** RECORDS follows **
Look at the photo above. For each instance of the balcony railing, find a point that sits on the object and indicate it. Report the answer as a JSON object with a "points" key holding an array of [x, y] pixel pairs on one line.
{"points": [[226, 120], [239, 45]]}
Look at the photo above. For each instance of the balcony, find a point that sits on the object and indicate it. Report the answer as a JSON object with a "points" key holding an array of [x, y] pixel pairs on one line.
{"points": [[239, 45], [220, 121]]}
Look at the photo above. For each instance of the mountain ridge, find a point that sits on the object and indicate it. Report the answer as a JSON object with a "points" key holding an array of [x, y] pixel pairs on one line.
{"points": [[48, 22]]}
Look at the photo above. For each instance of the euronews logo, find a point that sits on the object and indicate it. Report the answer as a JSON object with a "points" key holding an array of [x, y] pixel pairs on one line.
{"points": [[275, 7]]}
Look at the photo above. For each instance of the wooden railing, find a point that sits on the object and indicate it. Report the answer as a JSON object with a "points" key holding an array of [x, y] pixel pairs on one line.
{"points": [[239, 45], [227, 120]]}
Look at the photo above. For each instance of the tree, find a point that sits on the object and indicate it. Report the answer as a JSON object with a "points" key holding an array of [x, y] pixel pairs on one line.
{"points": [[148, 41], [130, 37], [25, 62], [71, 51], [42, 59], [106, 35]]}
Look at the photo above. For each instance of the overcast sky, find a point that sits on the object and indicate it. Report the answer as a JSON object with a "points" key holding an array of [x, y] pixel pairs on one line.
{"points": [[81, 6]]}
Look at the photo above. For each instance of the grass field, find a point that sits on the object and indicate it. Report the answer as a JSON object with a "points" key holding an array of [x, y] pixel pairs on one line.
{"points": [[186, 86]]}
** End of RECORDS **
The records above should be repeated in full, exactly as given.

Look at the photo above. For each instance of the balcony railing, find a point that sits on the object and indicate it. Report the answer as a JSON object with a "points" key holding an array of [x, y] pixel pairs on one line.
{"points": [[226, 120], [239, 45]]}
Look at the photo above. For each instance of the balcony, find a point that sits on the object and indicate it. Report the answer as a JSON object with a "points" key holding an array of [x, y] pixel pairs on one line.
{"points": [[239, 45], [220, 121]]}
Look at the photo above. For each instance of the mountain ridge, find a point that sits on the object and indicate it. Report the answer as a JSON object with a "points" key holding an array of [x, y] pixel pairs on one line.
{"points": [[48, 22]]}
Look at the photo above. For each instance of the euronews logo, find a point that sits on the object and indicate it. Report the answer as a JSON object with a "points" key holding an array of [x, y] pixel pairs on one line.
{"points": [[275, 7]]}
Look at the photo above. For each instance of the wooden railing, find a point that sits on the object and indicate it. Report the answer as a JSON object with a "points" key holding an array of [x, y] pixel pairs on one line.
{"points": [[239, 45], [227, 120]]}
Look at the photo above. For each instance of the tree, find a point that sits on the object and indicate it. Report the answer as a JSON object with a "points" key holding an array of [x, y] pixel pairs on one line.
{"points": [[148, 41], [130, 37], [25, 62], [71, 51], [42, 59], [106, 35]]}
Look at the photo above. For each instance of the overcast sky, find a point that sits on the object and indicate it. Report the answer as a JSON object with a "points" key holding an array of [x, y] pixel pairs on one line.
{"points": [[81, 6]]}
Look at the photo above. For each instance of the grass field, find a point that sits on the object and indicate it. Report the answer as a JSON object with a "points" key holding an array of [x, y] pixel pairs on one line.
{"points": [[186, 86]]}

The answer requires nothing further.